## [Texto fornecido]
Olhar Econômico

No mundo atual, nenhum Estado pode ser uma ilha

Autor

  • João Grandino Rodas

    é sócio do Grandino Rodas Advogados ex-reitor da Universidade de São Paulo (USP) professor titular da Faculdade de Direito da USP mestre em Direito pela Harvard Law School e presidente do Centro de Estudos de Direito Econômico e Social (Cedes).

2 de fevereiro de 2017, 7h00

Spacca
João Grandino Rodas [Spacca]Desde cerca de 1500, convivemos com a figura do Estado soberano, que embora tenha tido sua soberania desgastada e relativizada, continua sendo a maneira com que o mundo se subdivide. Seu surgimento fez com que um novo ramo jurídico aparecesse — o direito internacional público —, justamente para regular o relacionamento externo entre tais leviatãs, no dizer de Hobbes. Em decorrência do advento dos Estados, uma série de ocorrências teve lugar, de que as mais significativas são: (i) o tratado internacional, instrumento já usado imemorialmente, evoluiu da forma bilateral com conteúdo contratual, para o formato multilateral, que, por veicular de norma jurídica, tornou-se o modo mais próximo de se “legislar” internacionalmente; (ii) foram criadas organizações internacionais intergovernamentais, que, dotadas de poder delegado dos Estados-membros, tornaram-se sujeitos de direito internacional, capazes de exprimir “vontade própria” e de concluir tratados.

## [Material fornecido]
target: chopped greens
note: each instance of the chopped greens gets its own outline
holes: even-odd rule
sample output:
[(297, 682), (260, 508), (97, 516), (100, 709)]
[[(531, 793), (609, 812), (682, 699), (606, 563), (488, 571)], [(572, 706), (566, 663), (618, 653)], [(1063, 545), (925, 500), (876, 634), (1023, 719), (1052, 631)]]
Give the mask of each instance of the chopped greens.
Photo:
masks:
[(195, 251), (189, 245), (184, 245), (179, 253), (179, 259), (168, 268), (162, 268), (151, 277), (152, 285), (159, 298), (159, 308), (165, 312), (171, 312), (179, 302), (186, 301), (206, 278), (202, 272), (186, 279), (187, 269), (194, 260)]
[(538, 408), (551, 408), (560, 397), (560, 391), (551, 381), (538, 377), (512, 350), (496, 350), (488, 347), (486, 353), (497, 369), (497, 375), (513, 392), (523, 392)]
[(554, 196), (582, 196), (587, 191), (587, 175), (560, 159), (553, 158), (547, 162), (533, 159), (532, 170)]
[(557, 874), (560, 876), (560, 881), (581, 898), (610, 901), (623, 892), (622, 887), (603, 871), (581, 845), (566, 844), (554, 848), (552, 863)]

## [Requisitos da tarefa]
**A.** No texto sobre o Estado soberano, qual novo ramo jurídico surgiu para regular o relacionamento externo entre os Estados?
**B.** Redija a continuação do texto sobre o Estado soberano, começando logo após a última frase apresentada.

## [Respostas abaixo]
**A.** O direito internacional público.

**B.**
As organizações internacionais possuem configurações variadas, indo de organizações de vocação universal de caráter político ou geral até organismos regionais de integração econômica; com competências variadas, cujos extremos são as supranacionais e as meras formuladoras de política. Essas organizações chamam atenção não somente pela sua importância no mundo hodierno em razão do poder que detém, nos mais diversos campos, mas também pelo número assombroso a que chegaram. Enquanto os Estados beiram a duas centenas, as organizações internacionais intergovernamentais — assim chamadas por seus membros serem Estados — superam quase três vezes o número de Estados. Como as organizações internacionais surgiram para tratar, permanentemente, de determinadas questões incumbidas pelos Estados fundadores, necessário foi criar-se a categoria de funcionários internacionais, que passou a ser tratada similarmente ao funcionalismo diplomático dos Estados, tanto em status e garantias, quanto em remuneração e benefícios. Obviamente, hoje, o número do funcionalismo internacional ascende a muitos milhares e seu custo é altíssimo.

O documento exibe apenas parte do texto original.